PROVIDED PASSAGE:
** Start **

Starting point is 01:05:53 It's Iota. It's not literally Iota. It is I will tell you which project, and this is going to sound really stupid and everyone's going to think I'm an ass for saying this. But my favorite project is DEM, Libra Dium, Facebook's internal token project. And I know that sounds ridiculous. It's not literally my favorite project. I had nothing to do with it. I don't even know if there was no, like, token. But I'll tell you this, like, that was the one project where I saw real companies come together and say, you know what?
Starting point is 01:06:20 This technology is going to revolutionize a huge part of our industry. And they did it and they built it. And, you know, I think there are million things that are stupid. Like Facebook, having access to all my financial transactions, horrifying. You know, Facebook being in control of the banking system, horrifying. But what was impressive about that project is they made a bet. And a lot of other people made a bet, too, that said this technology is going to replace everything else. And really interestingly, when you look at the critics of that project, their objections were not, this is stupid, this is going to fail.
Starting point is 01:06:51 This blockchain-based system is not needed. There are criticisms were, if this project goes forward, Facebook's going to take over the world. And it's very weird. It's very weird for me to hear the regulatory folks, including the folks in this letter, saying things like blockchain has no applications in a world where Facebook's DM project was killed because folks were scared of it. And I think that is the strongest indication that this technology has legs, even though it's not like a crypto-native thing. And again, like I said, not defending it, don't want it. But that is to me the biggest indication that this technology is going to kind of devour everything. And we'll see what actually happens.

** End **

SOURCE MATERIAL:
** Start **

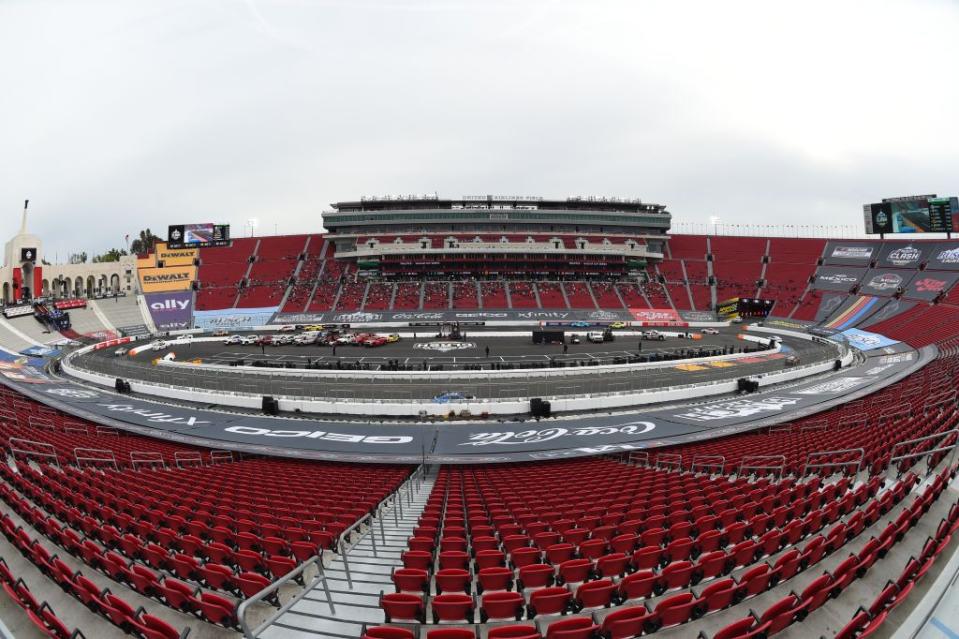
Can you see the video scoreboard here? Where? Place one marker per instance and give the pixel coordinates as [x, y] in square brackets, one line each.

** End **

OBJECTIVES:
• A. Do these statements agree with the transcript about Facebook's token project? Answer yes or no for each, and quote the words from the transcript that decide it.
(i) The speaker had no involvement in the project.
(ii) The project's critics objected that it was going to fail.
(iii) The speaker wants the project.
• B. Could you reproduce the transcript about Facebook's token project from "Starting point is 01:06:20" up to and including "going to fail."?

EXPECTED OUTPUTS:
• A.
(i) Yes: "I had nothing to do with it."
(ii) No: "their objections were not, this is stupid, this is going to fail."
(iii) No: "not defending it, don't want it."

• B.
Starting point is 01:06:20 This technology is going to revolutionize a huge part of our industry. And they did it and they built it. And, you know, I think there are million things that are stupid. Like Facebook, having access to all my financial transactions, horrifying. You know, Facebook being in control of the banking system, horrifying. But what was impressive about that project is they made a bet. And a lot of other people made a bet, too, that said this technology is going to replace everything else. And really interestingly, when you look at the critics of that project, their objections were not, this is stupid, this is going to fail.